→ **Task goal**: Extract every line of the data that contains the string "poppy", treating uppercase and lowercase as different.
[START OF Record extracts]
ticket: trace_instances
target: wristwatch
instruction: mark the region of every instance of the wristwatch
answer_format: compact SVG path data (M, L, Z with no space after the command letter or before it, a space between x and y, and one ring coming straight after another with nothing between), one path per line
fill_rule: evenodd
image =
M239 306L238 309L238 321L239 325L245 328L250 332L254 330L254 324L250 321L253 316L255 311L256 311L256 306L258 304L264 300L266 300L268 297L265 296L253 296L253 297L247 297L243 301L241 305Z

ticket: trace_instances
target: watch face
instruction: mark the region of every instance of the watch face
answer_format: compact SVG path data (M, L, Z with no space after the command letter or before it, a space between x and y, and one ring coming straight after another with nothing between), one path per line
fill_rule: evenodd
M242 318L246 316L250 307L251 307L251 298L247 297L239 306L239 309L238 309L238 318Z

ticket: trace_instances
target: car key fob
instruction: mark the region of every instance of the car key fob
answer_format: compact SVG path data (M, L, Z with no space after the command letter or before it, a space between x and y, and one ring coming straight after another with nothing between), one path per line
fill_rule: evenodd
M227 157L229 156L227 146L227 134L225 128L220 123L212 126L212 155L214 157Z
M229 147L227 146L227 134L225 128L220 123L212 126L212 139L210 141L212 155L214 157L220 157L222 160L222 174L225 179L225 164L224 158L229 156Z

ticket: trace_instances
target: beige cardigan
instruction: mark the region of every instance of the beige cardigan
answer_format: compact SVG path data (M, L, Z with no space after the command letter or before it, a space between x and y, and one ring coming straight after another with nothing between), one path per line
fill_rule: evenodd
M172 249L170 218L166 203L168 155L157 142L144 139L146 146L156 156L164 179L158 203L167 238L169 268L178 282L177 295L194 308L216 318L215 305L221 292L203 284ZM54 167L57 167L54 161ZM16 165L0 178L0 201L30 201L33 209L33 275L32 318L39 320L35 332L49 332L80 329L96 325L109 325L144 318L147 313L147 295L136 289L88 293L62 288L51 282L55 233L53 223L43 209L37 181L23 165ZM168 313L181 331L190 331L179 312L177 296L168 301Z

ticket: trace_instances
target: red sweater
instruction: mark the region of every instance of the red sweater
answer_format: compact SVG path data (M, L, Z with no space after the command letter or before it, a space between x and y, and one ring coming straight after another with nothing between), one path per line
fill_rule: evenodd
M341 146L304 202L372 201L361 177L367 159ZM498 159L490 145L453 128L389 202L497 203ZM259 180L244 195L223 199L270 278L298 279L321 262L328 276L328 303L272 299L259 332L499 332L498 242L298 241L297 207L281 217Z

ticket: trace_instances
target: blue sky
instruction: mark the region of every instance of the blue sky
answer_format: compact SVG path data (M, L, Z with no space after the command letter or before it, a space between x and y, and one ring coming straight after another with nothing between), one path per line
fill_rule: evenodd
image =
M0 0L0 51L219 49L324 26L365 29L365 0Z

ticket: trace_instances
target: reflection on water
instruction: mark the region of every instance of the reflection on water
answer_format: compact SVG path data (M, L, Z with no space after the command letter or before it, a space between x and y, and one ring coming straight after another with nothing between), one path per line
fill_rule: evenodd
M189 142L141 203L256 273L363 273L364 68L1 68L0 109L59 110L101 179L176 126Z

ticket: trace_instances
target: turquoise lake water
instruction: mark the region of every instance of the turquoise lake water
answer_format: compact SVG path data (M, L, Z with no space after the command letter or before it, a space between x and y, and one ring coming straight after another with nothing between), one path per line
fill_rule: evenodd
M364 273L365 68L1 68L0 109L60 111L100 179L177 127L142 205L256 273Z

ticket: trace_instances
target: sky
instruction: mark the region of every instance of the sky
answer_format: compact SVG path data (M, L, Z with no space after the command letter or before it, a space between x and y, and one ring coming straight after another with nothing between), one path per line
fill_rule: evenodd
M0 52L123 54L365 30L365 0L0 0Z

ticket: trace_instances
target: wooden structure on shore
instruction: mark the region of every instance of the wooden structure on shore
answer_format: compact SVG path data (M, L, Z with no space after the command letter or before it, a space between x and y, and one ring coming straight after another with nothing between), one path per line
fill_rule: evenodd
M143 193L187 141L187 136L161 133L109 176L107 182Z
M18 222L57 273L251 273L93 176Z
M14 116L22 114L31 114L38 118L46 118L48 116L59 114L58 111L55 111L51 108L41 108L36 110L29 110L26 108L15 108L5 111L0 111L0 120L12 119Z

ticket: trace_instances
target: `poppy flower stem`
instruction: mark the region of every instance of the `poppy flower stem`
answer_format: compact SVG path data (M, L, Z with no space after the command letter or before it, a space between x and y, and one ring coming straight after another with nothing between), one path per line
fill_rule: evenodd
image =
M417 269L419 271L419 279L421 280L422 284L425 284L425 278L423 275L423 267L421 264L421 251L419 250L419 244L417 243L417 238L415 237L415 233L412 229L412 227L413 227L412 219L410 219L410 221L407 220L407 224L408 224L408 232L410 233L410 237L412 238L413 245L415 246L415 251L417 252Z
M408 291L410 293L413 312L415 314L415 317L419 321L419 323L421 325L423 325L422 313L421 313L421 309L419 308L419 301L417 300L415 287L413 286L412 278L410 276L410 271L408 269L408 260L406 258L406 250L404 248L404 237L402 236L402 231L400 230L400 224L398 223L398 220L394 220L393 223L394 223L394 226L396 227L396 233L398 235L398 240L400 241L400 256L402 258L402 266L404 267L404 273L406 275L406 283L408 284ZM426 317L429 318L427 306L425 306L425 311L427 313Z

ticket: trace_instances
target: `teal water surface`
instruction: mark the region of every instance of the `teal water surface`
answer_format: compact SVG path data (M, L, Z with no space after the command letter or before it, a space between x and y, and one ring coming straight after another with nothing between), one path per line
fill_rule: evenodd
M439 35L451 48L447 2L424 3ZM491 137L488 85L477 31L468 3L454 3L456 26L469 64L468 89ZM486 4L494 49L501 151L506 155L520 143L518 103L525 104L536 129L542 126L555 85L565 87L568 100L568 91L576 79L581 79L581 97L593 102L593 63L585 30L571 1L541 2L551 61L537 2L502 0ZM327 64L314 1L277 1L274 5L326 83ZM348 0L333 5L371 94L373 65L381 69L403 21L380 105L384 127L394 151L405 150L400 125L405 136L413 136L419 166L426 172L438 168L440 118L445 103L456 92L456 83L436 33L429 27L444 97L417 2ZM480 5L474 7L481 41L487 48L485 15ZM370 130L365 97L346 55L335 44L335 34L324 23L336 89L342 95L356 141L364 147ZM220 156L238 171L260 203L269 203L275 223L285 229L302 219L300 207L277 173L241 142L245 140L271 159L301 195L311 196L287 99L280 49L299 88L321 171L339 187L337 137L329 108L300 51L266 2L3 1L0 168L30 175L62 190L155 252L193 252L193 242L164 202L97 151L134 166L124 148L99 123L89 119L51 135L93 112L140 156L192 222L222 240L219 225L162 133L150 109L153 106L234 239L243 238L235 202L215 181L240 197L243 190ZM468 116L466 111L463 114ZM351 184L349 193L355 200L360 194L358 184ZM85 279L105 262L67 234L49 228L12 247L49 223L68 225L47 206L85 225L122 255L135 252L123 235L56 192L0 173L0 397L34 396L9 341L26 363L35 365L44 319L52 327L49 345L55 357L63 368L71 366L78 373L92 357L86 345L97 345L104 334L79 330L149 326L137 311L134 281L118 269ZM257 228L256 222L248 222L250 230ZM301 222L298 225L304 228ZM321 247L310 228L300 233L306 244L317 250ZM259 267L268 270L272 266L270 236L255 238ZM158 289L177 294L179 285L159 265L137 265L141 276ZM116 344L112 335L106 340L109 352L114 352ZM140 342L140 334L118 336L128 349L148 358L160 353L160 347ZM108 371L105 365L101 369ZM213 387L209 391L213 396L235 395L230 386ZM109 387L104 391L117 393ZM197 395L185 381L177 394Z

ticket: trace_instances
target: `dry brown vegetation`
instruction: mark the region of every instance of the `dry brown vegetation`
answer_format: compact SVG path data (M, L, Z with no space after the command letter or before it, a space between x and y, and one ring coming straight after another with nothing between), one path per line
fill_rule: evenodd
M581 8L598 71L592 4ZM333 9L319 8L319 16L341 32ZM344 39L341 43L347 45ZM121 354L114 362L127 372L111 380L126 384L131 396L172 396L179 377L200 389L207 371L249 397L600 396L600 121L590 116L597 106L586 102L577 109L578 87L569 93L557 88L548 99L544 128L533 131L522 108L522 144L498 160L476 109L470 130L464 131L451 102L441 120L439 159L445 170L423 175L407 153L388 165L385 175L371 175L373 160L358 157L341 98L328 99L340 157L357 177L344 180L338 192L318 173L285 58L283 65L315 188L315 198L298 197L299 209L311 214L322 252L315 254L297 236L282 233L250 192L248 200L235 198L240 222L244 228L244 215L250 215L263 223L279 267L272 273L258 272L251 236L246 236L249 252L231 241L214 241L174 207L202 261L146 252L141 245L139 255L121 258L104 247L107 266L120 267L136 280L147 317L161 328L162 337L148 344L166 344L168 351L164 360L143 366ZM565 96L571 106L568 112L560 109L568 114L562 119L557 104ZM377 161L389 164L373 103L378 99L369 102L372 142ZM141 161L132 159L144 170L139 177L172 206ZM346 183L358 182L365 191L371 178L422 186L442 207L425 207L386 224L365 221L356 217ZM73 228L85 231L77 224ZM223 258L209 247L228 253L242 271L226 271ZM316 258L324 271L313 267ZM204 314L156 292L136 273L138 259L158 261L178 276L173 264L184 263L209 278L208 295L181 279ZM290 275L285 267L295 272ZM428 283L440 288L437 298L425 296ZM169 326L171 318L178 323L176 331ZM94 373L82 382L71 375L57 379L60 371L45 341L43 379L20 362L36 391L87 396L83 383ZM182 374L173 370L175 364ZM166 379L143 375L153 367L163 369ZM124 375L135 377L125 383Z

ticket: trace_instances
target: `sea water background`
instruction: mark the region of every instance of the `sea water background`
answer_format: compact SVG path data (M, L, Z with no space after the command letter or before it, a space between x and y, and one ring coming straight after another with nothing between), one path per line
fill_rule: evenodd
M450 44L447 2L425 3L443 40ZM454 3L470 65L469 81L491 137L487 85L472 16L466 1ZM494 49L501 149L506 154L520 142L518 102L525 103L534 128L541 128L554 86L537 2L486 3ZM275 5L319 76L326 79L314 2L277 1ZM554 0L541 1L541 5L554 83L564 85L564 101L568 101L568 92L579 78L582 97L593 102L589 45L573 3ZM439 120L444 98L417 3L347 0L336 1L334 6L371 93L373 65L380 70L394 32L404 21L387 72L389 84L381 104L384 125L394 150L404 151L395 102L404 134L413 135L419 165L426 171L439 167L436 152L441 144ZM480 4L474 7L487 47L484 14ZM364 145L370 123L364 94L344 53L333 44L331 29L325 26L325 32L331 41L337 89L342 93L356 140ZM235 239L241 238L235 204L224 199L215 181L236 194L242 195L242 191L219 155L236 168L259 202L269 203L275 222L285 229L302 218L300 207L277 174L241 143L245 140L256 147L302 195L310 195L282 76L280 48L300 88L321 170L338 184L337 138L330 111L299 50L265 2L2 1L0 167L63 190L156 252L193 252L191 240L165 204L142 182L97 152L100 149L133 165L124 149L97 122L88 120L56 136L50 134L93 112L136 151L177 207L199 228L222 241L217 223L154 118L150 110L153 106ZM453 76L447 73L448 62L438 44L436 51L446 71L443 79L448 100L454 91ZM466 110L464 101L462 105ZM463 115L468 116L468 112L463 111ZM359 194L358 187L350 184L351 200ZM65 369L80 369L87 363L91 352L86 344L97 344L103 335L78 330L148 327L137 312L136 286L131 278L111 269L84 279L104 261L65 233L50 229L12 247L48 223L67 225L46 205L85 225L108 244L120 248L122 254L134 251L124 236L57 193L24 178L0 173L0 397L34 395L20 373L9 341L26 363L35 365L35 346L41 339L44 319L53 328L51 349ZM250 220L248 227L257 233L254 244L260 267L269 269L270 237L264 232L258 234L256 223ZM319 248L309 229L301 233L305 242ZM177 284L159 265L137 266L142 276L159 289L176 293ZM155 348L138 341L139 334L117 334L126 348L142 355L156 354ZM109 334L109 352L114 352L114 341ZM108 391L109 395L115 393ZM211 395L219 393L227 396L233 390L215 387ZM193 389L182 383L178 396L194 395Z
[END OF Record extracts]
→ **The output**:
target: `poppy flower stem`
instruction: mark the region of every instance of the `poppy flower stem`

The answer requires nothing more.